Cardiopulmonary Resuscitation CPR

 Cardiopulmonary resuscitation (CPR) is a combination of mouth-to-mouth resuscitation and chest compressions that delivers oxygen and artificial blood circulation to a person who is in cardiac arrest. It can be life-saving first aid.

A ‘heart attack’ occurs when the heart is starved of oxygen. A heart attack can ‘stun’ the heart and interrupt its rhythm and ability to pump. If the heart stops pumping, it is known as a cardiac arrest. This is because the heart does not receive enough oxygen and cannot pump blood around the body. There is no heartbeat because the heart is not working. When the blood stops circulating, the brain is starved of oxygen and the person quickly becomes unconscious and stops breathing. Without treatment the person will die.

Causes of cardiac arrest
A cardiac arrest can be caused by:
  • Heart disease – this is the most common cause of cardiac arrest and is the leading cause of death in Victoria
  • Drowning
  • Suffocation
  • Poisonous gases
  • Head injury
  • Drug overdose
  • Electric shock.

• **Stored records**:
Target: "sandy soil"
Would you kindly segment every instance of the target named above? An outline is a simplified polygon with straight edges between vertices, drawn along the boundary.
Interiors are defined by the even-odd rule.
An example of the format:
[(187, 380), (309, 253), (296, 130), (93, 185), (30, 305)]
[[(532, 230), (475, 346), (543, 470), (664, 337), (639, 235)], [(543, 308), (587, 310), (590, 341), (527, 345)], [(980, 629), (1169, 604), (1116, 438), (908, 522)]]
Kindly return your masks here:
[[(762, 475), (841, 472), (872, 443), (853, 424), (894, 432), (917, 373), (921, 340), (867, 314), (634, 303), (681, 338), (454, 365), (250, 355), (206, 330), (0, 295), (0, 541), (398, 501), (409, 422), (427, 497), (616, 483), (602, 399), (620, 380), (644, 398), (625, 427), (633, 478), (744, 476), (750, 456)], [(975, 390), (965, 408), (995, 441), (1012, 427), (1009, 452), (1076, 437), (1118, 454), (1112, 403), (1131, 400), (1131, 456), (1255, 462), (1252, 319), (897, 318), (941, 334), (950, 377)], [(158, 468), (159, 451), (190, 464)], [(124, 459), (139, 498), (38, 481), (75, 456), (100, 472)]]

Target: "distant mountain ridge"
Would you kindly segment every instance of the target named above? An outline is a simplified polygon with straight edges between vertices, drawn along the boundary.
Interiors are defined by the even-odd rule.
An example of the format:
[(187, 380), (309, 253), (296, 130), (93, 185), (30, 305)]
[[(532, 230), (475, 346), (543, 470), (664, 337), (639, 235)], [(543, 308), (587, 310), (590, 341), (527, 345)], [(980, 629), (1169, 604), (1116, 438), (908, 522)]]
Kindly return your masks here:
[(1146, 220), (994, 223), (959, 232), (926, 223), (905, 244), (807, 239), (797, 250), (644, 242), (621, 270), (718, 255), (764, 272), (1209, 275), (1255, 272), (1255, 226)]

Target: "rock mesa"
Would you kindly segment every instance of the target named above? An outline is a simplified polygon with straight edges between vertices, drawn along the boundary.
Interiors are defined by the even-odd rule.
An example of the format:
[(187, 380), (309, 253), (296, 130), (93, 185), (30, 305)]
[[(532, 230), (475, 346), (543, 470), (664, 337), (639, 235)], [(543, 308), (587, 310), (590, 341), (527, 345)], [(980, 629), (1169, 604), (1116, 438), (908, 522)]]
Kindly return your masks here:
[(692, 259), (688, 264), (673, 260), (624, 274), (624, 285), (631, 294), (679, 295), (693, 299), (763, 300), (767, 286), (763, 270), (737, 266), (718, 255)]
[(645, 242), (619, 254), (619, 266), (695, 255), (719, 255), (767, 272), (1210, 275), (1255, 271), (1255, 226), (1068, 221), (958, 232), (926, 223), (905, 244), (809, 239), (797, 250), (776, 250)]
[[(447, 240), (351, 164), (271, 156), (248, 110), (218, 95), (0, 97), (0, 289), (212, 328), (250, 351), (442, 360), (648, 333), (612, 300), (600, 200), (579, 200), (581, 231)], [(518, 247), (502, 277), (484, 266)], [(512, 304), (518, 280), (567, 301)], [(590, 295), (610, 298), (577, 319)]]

• **EXERCISE DIRECTIONS**: Write the next part of the text on CPR and cardiac arrest, starting after the list of causes. The stored records have no connection to the CPR text.

• **EXPECTED ANSWER**:
CPR can be life-saving first aid
Cardiopulmonary resuscitation (CPR) can be life-saving first aid and increases the person’s chances of survival if started soon after the heart has stopped beating. If no CPR is performed, it only takes 3–4 minutes for the person to become brain dead, due to lack of oxygen. By performing CPR, you provide the needed oxygen and circulate the blood, so that the brain and other organs can stay alive while you wait for the ambulance. CPR does not guarantee that the person will survive but it does give that person a chance when otherwise there would have been none.

CPR – the basic steps
These are the basic steps for performing CPR; they can be used for adults, children and infants. They are based on guidelines updated in 2006 to be easier to follow and remember. However, they are only a guide and not a substitute for attending a CPR course.

CPR is most successful when administered as quickly as possible. It should only be performed when a person shows no signs of life; that is, when they are:
  • Unconscious
  • Unresponsive
  • Not breathing normally
  • Not moving.
The basic steps are:
1. Check for danger – approach with care and do not put yourself in danger.

Cardiopulmonary resuscitation (CPR)
2. Look for a response – is the victim conscious? Gently touch and talk to them – if there is no response, get help.

Cardiopulmonary resuscitation (CPR)
3. Dial triple zero (000) – ask for an ambulance.

Cardiopulmonary resuscitation (CPR)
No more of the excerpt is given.